(Location annotation dataset excerpts)
┄┄┄┄┄┄

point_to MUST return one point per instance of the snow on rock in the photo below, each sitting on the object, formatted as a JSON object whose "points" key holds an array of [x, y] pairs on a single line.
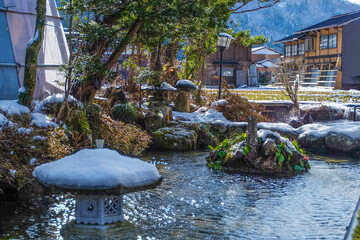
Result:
{"points": [[13, 172], [41, 138], [33, 161], [56, 98], [97, 169], [25, 130], [351, 129], [283, 127], [42, 120], [166, 86], [187, 84], [12, 107], [262, 133], [3, 119], [218, 103]]}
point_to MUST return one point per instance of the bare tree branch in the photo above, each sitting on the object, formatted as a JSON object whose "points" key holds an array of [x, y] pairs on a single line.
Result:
{"points": [[238, 10]]}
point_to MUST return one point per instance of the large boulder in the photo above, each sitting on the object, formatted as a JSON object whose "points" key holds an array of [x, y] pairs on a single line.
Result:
{"points": [[310, 141], [272, 154], [174, 138], [268, 148], [295, 123], [338, 142]]}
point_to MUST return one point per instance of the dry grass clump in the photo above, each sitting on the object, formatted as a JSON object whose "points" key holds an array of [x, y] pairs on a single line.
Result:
{"points": [[125, 138], [24, 148]]}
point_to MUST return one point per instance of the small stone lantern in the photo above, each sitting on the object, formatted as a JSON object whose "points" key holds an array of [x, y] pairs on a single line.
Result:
{"points": [[98, 178], [159, 102], [182, 101]]}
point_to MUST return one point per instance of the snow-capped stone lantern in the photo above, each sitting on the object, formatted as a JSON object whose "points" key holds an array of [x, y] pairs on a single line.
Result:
{"points": [[159, 103], [98, 178], [182, 101]]}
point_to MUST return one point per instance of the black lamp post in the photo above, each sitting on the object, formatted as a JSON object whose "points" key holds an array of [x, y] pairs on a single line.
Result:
{"points": [[223, 42]]}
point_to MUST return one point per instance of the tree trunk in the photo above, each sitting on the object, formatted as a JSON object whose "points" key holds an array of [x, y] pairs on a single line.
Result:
{"points": [[86, 91], [31, 57]]}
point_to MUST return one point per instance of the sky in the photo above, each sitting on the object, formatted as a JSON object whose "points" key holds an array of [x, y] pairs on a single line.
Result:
{"points": [[355, 1]]}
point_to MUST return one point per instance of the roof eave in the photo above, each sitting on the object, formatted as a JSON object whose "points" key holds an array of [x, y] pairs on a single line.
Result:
{"points": [[330, 26]]}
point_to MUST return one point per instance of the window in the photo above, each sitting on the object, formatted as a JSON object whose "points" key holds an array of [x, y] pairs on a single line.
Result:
{"points": [[324, 42], [328, 41], [293, 50], [227, 72], [332, 41], [288, 51], [308, 44], [301, 49]]}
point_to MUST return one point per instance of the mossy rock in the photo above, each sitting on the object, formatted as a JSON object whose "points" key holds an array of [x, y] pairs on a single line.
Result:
{"points": [[126, 113], [174, 138], [79, 126]]}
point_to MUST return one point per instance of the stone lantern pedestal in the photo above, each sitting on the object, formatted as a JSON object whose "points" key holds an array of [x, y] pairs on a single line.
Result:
{"points": [[120, 231], [159, 106], [99, 209], [182, 101]]}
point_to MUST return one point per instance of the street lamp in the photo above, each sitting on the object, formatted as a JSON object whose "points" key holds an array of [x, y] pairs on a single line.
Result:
{"points": [[223, 43]]}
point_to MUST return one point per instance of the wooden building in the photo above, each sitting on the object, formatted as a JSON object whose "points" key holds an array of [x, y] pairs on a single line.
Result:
{"points": [[236, 64], [264, 53], [265, 59], [331, 49]]}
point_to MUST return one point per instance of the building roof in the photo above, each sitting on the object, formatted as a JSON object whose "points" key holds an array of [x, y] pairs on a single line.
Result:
{"points": [[335, 21], [265, 50], [266, 63], [290, 38]]}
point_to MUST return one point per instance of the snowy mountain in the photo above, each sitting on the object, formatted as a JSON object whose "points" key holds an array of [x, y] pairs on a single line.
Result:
{"points": [[289, 16]]}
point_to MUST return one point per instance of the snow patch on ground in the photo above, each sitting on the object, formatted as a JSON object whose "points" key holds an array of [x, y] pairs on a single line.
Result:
{"points": [[202, 116], [348, 128], [12, 107], [42, 120], [97, 169]]}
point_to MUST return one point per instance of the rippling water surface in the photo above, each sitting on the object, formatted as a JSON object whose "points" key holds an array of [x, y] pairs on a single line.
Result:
{"points": [[195, 202]]}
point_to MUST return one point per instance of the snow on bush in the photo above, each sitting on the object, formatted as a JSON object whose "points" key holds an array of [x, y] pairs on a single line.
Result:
{"points": [[12, 107]]}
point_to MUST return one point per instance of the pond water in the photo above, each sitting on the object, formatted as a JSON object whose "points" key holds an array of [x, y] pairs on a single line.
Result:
{"points": [[195, 202]]}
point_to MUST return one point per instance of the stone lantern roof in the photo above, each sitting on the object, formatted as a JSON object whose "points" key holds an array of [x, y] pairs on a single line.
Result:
{"points": [[98, 172], [185, 85]]}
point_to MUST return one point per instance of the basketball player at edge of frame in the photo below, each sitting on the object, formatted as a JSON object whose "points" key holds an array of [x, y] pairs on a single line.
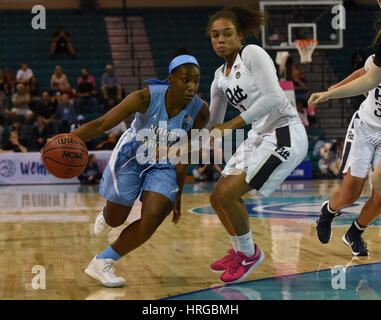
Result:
{"points": [[275, 146], [174, 102], [366, 124]]}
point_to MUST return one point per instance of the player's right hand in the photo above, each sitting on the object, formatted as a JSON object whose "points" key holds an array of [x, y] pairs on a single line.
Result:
{"points": [[318, 98]]}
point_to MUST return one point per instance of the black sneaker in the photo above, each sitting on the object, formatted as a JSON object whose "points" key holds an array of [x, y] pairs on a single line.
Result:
{"points": [[323, 227], [356, 243]]}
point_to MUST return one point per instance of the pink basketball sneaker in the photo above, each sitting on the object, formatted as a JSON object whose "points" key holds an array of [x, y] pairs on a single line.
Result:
{"points": [[241, 266], [221, 264]]}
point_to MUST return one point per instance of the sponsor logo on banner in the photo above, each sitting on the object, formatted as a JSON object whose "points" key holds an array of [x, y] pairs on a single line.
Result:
{"points": [[7, 168], [32, 168]]}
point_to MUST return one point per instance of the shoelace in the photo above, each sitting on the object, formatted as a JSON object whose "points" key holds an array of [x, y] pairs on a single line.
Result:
{"points": [[361, 240], [110, 269], [233, 266]]}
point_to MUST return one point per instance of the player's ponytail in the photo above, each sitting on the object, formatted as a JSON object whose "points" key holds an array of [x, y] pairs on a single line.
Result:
{"points": [[246, 20]]}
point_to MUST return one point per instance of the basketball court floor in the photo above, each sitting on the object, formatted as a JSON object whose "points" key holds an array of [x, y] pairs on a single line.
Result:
{"points": [[49, 227]]}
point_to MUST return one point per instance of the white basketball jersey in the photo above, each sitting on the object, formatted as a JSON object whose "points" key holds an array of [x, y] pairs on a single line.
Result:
{"points": [[370, 109], [241, 91]]}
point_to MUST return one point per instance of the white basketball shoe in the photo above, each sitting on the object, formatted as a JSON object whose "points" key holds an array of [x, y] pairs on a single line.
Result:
{"points": [[103, 271], [101, 228]]}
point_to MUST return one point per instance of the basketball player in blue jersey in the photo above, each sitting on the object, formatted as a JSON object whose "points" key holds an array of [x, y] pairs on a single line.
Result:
{"points": [[276, 144], [162, 107]]}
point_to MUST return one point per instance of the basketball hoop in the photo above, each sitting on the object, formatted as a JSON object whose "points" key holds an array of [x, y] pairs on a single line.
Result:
{"points": [[306, 48]]}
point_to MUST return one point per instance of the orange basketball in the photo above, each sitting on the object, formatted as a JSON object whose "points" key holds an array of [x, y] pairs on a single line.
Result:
{"points": [[65, 156]]}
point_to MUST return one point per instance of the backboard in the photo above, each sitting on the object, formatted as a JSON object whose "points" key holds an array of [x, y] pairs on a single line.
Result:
{"points": [[288, 21]]}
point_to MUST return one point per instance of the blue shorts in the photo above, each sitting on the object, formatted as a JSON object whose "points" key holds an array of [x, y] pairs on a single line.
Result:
{"points": [[123, 184]]}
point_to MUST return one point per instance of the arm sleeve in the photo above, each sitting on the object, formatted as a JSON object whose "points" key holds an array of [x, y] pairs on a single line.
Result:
{"points": [[368, 62], [218, 104], [263, 71]]}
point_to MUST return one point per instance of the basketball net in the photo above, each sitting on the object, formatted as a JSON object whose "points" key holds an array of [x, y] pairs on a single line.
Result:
{"points": [[306, 48]]}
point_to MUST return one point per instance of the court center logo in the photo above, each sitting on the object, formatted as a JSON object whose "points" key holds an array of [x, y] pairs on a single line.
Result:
{"points": [[7, 168]]}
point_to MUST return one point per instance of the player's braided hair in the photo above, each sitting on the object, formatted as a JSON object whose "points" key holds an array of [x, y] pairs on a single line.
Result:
{"points": [[246, 20]]}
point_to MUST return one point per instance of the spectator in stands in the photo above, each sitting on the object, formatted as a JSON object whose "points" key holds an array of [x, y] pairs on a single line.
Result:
{"points": [[10, 79], [59, 78], [65, 115], [69, 91], [34, 92], [110, 85], [109, 143], [16, 125], [301, 106], [300, 83], [21, 100], [46, 108], [86, 77], [3, 100], [61, 43], [3, 84], [78, 122], [86, 93], [4, 111], [55, 93], [92, 174], [40, 133], [14, 145], [358, 59], [24, 75]]}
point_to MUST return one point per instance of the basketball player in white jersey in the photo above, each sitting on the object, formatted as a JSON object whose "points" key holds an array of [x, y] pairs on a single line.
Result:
{"points": [[276, 144], [362, 152], [356, 87]]}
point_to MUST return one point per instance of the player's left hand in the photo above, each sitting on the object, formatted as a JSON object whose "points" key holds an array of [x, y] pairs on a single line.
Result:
{"points": [[223, 127], [177, 210], [318, 98]]}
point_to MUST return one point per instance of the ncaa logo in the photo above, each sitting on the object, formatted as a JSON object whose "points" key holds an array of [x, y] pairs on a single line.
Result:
{"points": [[7, 168]]}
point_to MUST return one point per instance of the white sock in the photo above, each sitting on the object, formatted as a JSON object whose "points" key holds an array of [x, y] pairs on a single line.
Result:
{"points": [[234, 241], [246, 244]]}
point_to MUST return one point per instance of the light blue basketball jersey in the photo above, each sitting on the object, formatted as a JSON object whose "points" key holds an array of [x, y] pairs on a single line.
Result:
{"points": [[157, 121], [124, 178]]}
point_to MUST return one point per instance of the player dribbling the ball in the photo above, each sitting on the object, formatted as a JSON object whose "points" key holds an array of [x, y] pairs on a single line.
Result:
{"points": [[124, 178]]}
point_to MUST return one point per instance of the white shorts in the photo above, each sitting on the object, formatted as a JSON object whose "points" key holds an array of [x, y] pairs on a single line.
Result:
{"points": [[362, 148], [268, 159], [21, 112]]}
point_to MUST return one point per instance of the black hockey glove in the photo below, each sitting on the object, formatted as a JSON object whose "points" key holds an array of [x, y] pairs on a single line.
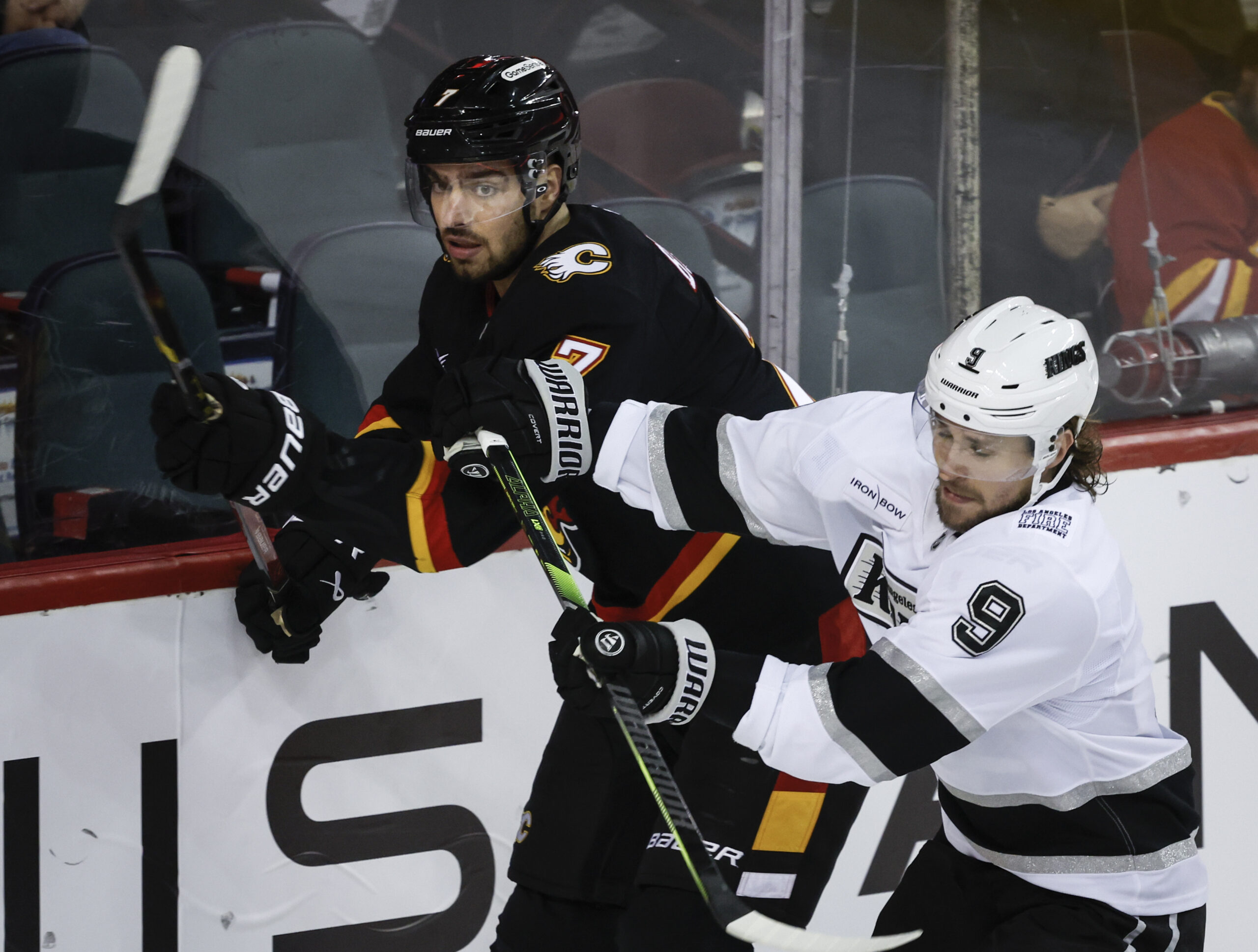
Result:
{"points": [[538, 406], [668, 667], [322, 573], [259, 452]]}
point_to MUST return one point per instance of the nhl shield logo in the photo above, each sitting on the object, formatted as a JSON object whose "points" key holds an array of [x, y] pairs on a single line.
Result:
{"points": [[609, 642]]}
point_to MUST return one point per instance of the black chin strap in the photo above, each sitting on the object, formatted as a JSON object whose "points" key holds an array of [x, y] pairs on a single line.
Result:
{"points": [[536, 228]]}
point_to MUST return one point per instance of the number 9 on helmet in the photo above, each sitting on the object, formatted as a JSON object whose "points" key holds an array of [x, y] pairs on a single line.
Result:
{"points": [[1001, 390]]}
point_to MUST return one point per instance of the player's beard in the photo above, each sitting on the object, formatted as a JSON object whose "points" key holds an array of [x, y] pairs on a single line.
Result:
{"points": [[951, 516], [499, 260]]}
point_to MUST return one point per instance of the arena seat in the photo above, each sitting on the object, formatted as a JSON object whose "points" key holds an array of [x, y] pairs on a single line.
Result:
{"points": [[658, 132], [292, 121], [672, 224], [356, 318], [68, 121], [896, 306], [88, 369]]}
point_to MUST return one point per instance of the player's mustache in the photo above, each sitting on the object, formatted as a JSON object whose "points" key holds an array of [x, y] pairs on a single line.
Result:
{"points": [[464, 233]]}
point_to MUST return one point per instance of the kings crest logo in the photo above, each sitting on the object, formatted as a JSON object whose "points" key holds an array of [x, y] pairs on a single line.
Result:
{"points": [[876, 593], [585, 258]]}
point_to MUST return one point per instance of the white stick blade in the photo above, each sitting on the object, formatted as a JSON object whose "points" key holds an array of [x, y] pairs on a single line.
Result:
{"points": [[755, 927], [172, 100]]}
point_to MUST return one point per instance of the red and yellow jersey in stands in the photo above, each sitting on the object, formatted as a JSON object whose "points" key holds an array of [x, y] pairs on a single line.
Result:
{"points": [[638, 325], [1203, 193]]}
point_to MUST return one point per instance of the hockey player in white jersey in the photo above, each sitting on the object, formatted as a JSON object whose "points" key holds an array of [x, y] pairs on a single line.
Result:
{"points": [[1005, 643]]}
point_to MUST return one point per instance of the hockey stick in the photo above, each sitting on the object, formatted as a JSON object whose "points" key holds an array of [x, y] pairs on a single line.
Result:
{"points": [[735, 916], [165, 116]]}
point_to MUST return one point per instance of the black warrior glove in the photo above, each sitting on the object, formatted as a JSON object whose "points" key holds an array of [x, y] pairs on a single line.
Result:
{"points": [[538, 406], [259, 452], [668, 667], [322, 573]]}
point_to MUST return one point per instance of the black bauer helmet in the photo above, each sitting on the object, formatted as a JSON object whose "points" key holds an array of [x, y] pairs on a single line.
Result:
{"points": [[495, 109]]}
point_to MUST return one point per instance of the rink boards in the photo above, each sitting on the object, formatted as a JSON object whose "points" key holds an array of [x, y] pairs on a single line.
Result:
{"points": [[322, 796]]}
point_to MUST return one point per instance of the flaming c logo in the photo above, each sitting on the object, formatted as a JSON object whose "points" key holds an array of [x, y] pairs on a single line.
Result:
{"points": [[585, 258]]}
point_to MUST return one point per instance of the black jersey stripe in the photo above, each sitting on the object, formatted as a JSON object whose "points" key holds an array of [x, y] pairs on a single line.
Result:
{"points": [[1138, 824], [887, 714]]}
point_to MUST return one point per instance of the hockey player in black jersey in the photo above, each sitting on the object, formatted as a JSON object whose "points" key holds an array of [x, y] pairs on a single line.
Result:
{"points": [[1007, 648], [493, 152]]}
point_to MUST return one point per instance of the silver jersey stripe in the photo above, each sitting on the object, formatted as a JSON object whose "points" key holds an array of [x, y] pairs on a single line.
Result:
{"points": [[842, 736], [1154, 774], [931, 690], [659, 477], [1165, 858], [729, 471]]}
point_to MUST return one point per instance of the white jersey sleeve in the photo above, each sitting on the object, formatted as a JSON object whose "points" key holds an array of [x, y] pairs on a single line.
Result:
{"points": [[999, 629], [677, 466]]}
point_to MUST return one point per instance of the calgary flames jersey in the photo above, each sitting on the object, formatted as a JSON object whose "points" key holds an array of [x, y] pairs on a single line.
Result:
{"points": [[1009, 658], [638, 325]]}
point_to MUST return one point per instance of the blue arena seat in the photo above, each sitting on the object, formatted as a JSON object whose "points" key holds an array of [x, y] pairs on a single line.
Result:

┄┄┄┄┄┄

For this exercise, please retype exactly the lines in the listing from the line with "point_to MUST return one point per instance of the white jersey" through its last line, both ends included.

_Task answer_:
point_to MUST return one point per instance of the white jersey sleeve in the photo above, each sitting on the object, formatted as a JSON object whose "points" key holds an array of [x, y] pairs on a single line.
Result:
{"points": [[999, 629], [677, 466]]}
point_to MUST return one point per instance of the calgary flames jersey in the photo above, each sitting on the object, formatted as a JSON object whose "points" key holds an array of [x, y] pairs on a single line.
Result:
{"points": [[1009, 658], [638, 325]]}
point_to MUST return one point per instance of the blue arena seat in the photo above, each sitting on the object, formatted as a JSON object whose "points" key holds an array of [x, y] pairs on a single line.
Result:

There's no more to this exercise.